Update the items starting with the line that contains "request: segment every instance of the goose" and continuing through the end of the items, replacing "goose head" with "bird head" and leaving everything else unchanged. Return only those lines.

Annotation dataset entries
** BEGIN **

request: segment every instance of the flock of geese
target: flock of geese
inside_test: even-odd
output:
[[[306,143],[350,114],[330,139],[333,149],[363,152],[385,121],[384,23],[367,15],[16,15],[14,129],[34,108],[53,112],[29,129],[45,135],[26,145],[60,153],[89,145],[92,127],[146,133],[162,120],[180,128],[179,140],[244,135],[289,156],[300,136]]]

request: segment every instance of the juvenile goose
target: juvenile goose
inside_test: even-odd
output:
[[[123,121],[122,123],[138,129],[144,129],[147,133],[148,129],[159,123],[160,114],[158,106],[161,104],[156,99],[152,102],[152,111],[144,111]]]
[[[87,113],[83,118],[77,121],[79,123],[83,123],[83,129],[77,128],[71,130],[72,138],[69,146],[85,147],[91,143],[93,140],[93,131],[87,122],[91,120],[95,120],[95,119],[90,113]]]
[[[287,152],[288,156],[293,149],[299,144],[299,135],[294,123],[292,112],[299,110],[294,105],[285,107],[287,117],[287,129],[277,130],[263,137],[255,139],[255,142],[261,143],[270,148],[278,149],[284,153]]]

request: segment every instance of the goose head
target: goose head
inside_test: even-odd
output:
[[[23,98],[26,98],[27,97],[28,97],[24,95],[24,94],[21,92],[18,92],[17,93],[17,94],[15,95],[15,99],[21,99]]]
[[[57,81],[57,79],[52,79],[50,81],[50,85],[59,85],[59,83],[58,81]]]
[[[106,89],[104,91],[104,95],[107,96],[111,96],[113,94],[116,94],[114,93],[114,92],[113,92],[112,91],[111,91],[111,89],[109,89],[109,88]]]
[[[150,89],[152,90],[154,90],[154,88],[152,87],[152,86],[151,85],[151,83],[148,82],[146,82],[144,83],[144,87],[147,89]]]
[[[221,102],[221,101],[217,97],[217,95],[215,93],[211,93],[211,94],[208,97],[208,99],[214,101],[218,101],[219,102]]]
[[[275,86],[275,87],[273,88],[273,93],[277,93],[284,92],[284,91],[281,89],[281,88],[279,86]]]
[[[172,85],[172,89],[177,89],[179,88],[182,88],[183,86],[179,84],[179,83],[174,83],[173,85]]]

** END **

### Task solution
request: segment every instance of the bird head
target: bird head
inside_test: even-odd
output:
[[[23,98],[26,98],[27,97],[28,97],[24,95],[24,94],[21,92],[18,92],[17,93],[17,94],[15,95],[15,99],[21,99]]]
[[[57,81],[57,79],[52,79],[50,81],[50,85],[59,85],[59,83],[58,81]]]
[[[106,89],[104,91],[104,95],[107,96],[111,96],[113,94],[116,94],[114,93],[114,92],[113,92],[112,91],[111,91],[111,89],[109,89],[109,88]]]
[[[150,89],[152,90],[154,90],[154,88],[152,87],[152,86],[151,85],[151,83],[148,82],[146,82],[144,83],[144,87],[147,89]]]
[[[221,102],[221,101],[217,97],[217,95],[215,93],[211,93],[211,94],[208,97],[208,99],[214,101],[218,101],[219,102]]]
[[[275,86],[275,87],[273,88],[273,93],[277,93],[284,92],[284,91],[281,89],[281,88],[279,86]]]
[[[172,85],[172,89],[177,89],[179,88],[182,88],[183,86],[179,84],[179,83],[174,83],[173,85]]]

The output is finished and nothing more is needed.